[Lines of data]
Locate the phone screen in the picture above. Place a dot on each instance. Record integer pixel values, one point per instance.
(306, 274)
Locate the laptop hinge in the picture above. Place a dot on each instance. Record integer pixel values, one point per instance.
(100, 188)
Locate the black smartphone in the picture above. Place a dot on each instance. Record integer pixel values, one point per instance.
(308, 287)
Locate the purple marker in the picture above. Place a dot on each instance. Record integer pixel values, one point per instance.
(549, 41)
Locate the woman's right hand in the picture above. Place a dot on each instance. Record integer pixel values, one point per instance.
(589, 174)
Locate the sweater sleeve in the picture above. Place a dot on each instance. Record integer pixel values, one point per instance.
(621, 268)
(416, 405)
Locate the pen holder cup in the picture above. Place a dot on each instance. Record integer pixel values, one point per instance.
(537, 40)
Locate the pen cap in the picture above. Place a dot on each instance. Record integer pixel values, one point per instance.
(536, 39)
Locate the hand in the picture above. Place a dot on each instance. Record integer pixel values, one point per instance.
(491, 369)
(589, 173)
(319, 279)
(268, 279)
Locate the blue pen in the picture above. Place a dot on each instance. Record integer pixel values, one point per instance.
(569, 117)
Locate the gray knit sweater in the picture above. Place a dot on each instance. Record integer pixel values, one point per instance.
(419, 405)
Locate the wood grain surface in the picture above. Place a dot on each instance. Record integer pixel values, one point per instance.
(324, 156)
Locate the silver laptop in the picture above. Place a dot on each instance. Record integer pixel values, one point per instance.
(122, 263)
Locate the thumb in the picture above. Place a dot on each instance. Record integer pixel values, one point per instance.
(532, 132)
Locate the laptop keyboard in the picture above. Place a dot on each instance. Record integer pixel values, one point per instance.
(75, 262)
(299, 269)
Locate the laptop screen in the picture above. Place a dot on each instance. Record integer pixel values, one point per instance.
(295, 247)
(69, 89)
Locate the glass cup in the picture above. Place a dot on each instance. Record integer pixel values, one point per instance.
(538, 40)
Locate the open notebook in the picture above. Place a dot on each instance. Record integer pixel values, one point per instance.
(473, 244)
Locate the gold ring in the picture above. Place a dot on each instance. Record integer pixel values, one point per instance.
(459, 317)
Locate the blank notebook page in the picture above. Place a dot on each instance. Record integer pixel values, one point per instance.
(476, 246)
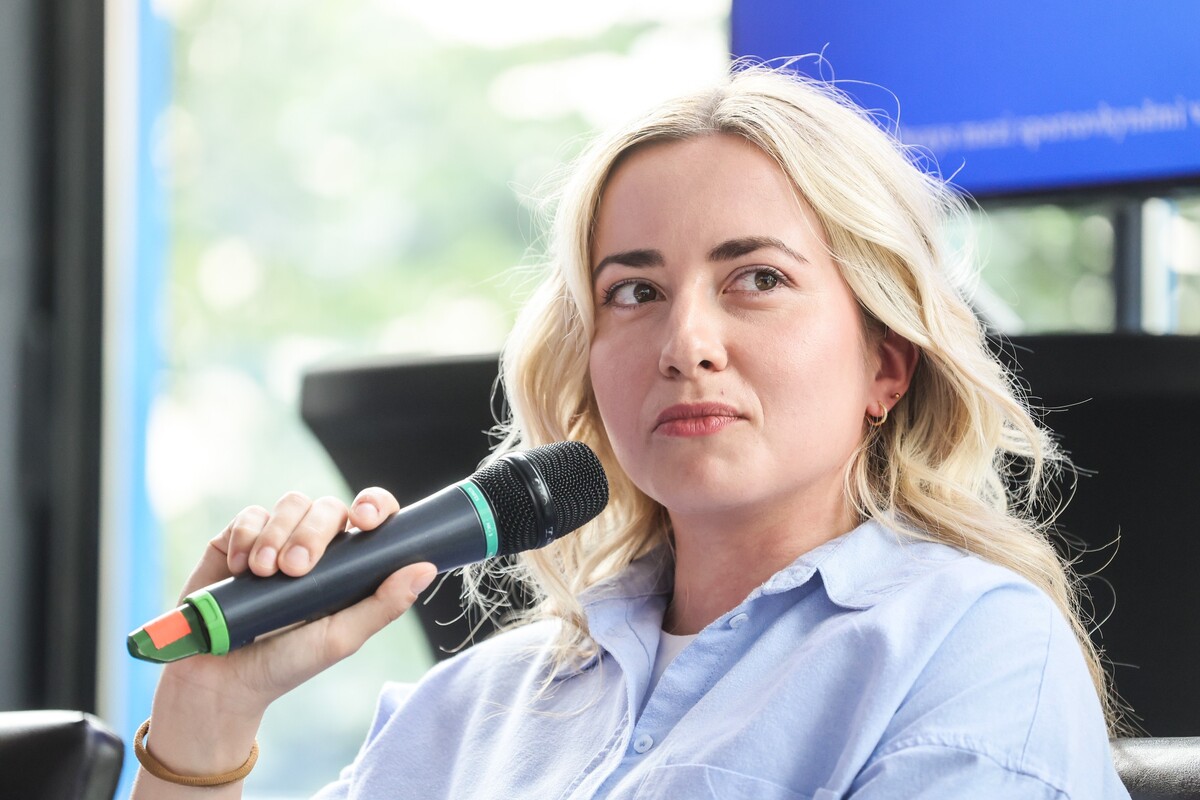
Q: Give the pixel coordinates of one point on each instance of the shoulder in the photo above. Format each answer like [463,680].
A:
[987,666]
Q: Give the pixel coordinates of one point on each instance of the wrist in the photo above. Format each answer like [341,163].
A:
[195,732]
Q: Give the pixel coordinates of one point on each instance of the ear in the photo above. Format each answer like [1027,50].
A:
[897,364]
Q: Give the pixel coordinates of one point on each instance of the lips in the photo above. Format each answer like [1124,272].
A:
[695,419]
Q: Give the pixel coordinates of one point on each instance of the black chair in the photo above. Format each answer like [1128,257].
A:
[58,756]
[1159,769]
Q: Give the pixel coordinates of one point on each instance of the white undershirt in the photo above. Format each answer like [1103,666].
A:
[670,645]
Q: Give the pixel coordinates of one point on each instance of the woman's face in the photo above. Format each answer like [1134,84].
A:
[729,360]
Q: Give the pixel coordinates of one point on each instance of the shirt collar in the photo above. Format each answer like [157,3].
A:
[865,565]
[857,569]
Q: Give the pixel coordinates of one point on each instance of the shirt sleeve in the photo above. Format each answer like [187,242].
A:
[391,698]
[1005,709]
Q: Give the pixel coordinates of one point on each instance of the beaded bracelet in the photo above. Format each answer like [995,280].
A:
[155,767]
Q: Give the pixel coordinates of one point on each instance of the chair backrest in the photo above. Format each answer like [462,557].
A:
[58,756]
[1159,769]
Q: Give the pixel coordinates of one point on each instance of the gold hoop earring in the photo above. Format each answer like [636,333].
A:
[877,421]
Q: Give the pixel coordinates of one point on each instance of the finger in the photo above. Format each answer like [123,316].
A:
[240,536]
[324,519]
[371,507]
[287,513]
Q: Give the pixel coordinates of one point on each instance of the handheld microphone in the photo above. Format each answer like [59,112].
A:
[521,501]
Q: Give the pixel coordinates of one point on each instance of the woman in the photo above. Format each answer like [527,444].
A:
[810,581]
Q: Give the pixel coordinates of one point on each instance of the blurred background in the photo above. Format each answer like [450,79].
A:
[203,199]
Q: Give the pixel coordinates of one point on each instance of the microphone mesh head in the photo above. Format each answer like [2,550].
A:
[577,487]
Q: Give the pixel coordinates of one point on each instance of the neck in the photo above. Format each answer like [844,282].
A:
[721,558]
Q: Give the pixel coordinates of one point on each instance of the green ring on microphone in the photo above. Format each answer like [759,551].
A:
[486,518]
[214,621]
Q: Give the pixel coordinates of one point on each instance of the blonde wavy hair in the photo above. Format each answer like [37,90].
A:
[960,459]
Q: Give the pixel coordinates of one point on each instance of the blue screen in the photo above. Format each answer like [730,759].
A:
[1013,97]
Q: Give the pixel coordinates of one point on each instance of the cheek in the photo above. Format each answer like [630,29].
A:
[609,382]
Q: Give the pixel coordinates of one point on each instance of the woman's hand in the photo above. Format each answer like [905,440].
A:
[207,709]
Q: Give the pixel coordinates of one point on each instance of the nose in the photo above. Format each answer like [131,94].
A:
[693,342]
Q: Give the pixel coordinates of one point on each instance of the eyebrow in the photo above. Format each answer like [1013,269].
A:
[726,251]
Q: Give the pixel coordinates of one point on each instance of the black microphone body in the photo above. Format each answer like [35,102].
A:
[522,500]
[443,528]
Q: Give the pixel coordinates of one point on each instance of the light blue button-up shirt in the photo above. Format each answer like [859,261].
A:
[875,666]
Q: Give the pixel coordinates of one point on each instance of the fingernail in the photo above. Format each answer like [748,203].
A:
[297,558]
[423,583]
[265,558]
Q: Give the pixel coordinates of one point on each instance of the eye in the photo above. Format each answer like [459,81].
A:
[759,278]
[630,293]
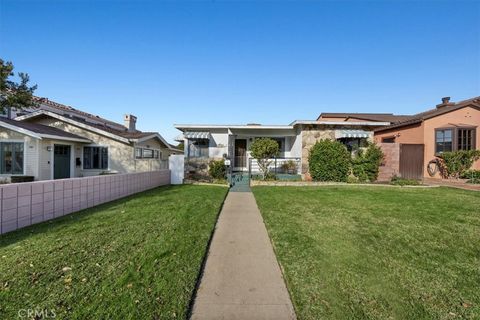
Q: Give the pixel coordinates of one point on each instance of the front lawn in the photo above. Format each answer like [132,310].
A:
[352,252]
[135,258]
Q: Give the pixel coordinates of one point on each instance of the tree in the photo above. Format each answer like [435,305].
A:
[263,150]
[14,95]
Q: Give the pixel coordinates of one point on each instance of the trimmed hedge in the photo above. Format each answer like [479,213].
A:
[365,165]
[329,160]
[217,169]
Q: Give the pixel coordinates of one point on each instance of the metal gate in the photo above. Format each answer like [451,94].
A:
[411,161]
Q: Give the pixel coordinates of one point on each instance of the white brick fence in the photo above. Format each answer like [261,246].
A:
[24,204]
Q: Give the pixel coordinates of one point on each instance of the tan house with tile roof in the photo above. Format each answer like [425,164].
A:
[54,141]
[448,127]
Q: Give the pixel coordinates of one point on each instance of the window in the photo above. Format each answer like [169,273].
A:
[452,139]
[198,148]
[443,141]
[11,157]
[353,144]
[465,139]
[143,153]
[95,158]
[138,153]
[388,140]
[147,153]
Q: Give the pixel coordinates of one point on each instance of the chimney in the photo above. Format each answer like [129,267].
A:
[445,102]
[130,120]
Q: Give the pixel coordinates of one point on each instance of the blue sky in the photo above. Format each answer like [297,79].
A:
[240,62]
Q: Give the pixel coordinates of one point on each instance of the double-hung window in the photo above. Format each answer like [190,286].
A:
[452,139]
[198,148]
[443,140]
[144,153]
[466,139]
[11,157]
[95,158]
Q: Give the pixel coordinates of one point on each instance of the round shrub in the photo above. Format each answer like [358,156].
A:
[217,169]
[329,161]
[366,164]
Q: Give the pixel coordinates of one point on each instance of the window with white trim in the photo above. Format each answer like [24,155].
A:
[11,157]
[146,153]
[95,157]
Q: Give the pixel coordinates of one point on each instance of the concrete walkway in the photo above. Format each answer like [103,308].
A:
[242,279]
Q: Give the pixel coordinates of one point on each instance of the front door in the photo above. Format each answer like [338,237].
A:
[61,161]
[240,160]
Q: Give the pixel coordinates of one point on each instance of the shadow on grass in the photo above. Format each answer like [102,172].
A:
[60,222]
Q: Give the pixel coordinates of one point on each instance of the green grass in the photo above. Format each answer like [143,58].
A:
[377,252]
[135,258]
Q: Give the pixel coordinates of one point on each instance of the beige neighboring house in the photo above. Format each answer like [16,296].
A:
[55,141]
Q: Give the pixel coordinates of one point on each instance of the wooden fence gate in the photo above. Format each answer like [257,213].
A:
[411,161]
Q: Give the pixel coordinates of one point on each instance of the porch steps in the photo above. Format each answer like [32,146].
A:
[240,182]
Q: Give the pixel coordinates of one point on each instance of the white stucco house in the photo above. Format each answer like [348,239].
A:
[54,141]
[206,142]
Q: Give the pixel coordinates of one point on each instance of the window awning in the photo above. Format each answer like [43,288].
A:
[351,134]
[197,135]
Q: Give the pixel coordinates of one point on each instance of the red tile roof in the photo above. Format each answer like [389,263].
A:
[439,110]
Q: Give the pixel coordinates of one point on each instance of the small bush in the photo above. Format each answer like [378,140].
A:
[470,174]
[398,181]
[289,166]
[329,161]
[456,162]
[474,181]
[217,169]
[365,165]
[352,179]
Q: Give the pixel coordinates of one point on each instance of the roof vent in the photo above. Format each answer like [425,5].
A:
[445,102]
[130,122]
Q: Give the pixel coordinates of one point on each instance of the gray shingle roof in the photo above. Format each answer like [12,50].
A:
[41,129]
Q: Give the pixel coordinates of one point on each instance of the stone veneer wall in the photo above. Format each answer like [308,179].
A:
[391,161]
[310,135]
[24,204]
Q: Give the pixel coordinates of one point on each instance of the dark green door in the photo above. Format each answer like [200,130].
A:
[61,162]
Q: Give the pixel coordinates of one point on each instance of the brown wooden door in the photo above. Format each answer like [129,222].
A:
[411,161]
[240,153]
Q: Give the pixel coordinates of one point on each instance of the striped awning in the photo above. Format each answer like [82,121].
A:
[197,135]
[351,134]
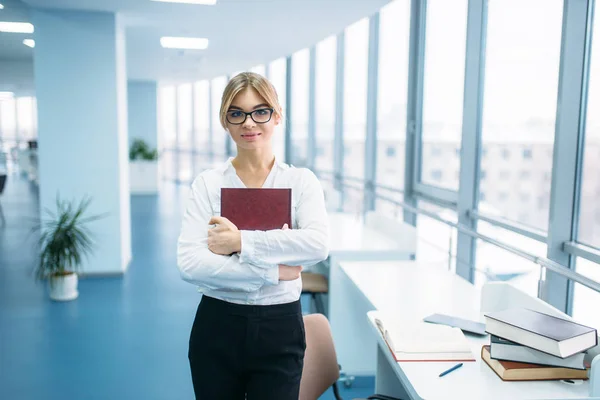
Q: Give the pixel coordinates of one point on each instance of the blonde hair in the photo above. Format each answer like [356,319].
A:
[243,81]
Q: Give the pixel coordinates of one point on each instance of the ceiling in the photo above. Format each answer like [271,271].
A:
[241,33]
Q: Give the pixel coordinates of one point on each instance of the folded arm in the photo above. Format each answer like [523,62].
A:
[199,266]
[306,245]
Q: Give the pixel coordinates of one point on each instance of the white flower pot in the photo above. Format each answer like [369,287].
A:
[63,288]
[143,177]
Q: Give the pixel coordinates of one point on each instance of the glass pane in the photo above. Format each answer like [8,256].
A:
[496,264]
[443,91]
[300,77]
[185,166]
[219,134]
[201,117]
[589,213]
[8,121]
[585,300]
[394,35]
[523,56]
[277,75]
[436,241]
[325,77]
[356,49]
[184,116]
[166,112]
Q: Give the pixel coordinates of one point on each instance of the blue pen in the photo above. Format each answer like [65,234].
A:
[457,366]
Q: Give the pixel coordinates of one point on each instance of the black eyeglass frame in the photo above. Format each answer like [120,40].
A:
[249,114]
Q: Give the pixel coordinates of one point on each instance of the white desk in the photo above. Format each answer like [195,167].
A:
[411,291]
[354,240]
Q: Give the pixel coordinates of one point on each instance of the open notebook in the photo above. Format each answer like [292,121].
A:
[421,341]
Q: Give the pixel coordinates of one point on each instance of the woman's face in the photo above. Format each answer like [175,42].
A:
[251,134]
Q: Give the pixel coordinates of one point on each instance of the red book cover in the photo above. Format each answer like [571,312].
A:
[257,209]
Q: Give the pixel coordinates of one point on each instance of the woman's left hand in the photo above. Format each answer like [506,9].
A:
[225,238]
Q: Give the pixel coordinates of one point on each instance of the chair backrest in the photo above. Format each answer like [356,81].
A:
[320,361]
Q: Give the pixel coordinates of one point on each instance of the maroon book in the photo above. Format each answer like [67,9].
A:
[257,209]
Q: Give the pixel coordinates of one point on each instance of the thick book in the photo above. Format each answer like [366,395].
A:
[543,332]
[502,349]
[257,209]
[516,371]
[420,341]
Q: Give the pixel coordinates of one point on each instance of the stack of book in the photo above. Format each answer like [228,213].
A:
[529,345]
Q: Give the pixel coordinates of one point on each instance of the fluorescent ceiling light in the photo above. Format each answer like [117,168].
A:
[16,27]
[202,2]
[183,43]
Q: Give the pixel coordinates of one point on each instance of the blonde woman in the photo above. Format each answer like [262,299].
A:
[247,340]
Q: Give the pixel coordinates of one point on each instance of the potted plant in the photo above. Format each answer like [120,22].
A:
[143,168]
[64,242]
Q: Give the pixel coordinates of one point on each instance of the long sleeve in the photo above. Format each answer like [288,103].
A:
[199,266]
[306,245]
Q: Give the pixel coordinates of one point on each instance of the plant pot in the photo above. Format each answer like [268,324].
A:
[143,177]
[63,287]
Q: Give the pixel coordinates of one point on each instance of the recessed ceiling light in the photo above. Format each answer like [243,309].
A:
[202,2]
[183,43]
[16,27]
[6,95]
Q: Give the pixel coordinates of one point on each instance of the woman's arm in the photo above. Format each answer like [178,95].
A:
[199,266]
[304,246]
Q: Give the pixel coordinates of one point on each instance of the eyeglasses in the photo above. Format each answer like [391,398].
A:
[260,116]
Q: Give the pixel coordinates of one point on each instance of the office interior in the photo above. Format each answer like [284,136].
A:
[473,125]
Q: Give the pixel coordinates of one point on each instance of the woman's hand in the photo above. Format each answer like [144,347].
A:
[225,238]
[289,272]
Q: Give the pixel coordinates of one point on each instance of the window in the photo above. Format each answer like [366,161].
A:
[201,125]
[496,264]
[522,56]
[184,116]
[325,67]
[445,47]
[589,227]
[217,86]
[356,49]
[277,76]
[259,69]
[167,112]
[299,118]
[394,24]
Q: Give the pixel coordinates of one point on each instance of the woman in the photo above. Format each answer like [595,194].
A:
[248,335]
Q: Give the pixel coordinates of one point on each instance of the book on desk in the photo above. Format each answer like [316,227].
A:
[421,341]
[529,345]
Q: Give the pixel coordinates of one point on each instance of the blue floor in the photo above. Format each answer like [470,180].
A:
[123,338]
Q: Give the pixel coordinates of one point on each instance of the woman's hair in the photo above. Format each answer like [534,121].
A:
[243,81]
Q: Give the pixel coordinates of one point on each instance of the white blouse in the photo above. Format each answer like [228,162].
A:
[252,275]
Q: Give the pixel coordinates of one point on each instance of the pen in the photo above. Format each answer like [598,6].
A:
[457,366]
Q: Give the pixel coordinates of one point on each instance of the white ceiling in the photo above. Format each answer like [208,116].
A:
[242,33]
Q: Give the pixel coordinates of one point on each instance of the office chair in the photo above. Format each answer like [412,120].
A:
[321,369]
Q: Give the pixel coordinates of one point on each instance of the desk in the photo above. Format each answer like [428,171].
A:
[411,291]
[352,239]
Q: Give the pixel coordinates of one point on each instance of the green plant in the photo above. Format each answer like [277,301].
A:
[140,150]
[64,239]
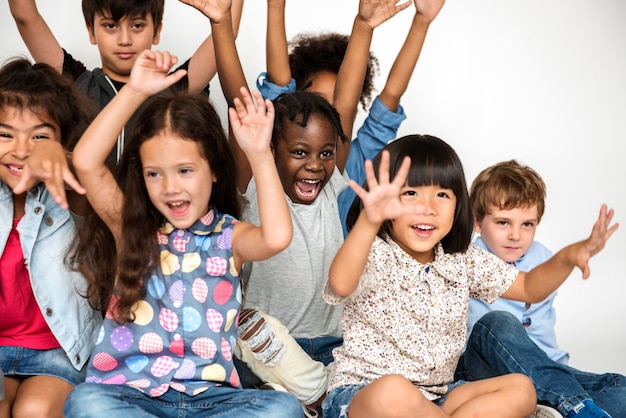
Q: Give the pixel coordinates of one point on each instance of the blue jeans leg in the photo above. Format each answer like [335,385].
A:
[320,348]
[91,400]
[608,390]
[499,345]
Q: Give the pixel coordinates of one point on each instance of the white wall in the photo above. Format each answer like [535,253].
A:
[540,81]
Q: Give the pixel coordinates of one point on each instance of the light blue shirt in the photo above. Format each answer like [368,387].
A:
[46,231]
[379,128]
[538,319]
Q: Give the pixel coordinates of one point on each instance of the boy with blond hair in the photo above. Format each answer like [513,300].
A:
[508,200]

◆ Set exercise
Write out, exactly, each line from the one containing "answer like [208,116]." down to the final line of the data above. Both of those lines count, and the pictures are left out.

◆ Worked answer
Q: Give the pixel coordinates of one point on each instance of the white ceiling in the photo above. Format each answer like [208,116].
A:
[242,33]
Q: Give the pixel coordinates of one point on each instance of the office chair in the photo above. Format each answer like [412,120].
A:
[321,369]
Q: Give the pixel coordinates of one point on each instance of the desk in the photo above. Format each answer like [428,171].
A:
[411,291]
[352,239]
Q: Give the pixel coordinates of one point on each instance of the green plant in the photo above. Format each answer like [277,301].
A:
[140,150]
[64,239]
Q: Give the pixel coordinates of one point on each instance of the blue jeans leg in the photo above. Format each answer like [335,385].
A:
[320,348]
[91,400]
[608,390]
[499,345]
Q: Give the pixel coordinates of one point on each instance of the white wall in the photo above. Format each answer like [535,253].
A:
[540,81]
Q: Give the pixel coordinates of one point on each instance of the light blue shirt in the photo above. Format each answer like [368,387].
A:
[46,231]
[379,128]
[538,319]
Q: Give the pixel coordinates of one point on each instance of the boy with blond hair in the photo above. Format each answer like [513,300].
A:
[508,200]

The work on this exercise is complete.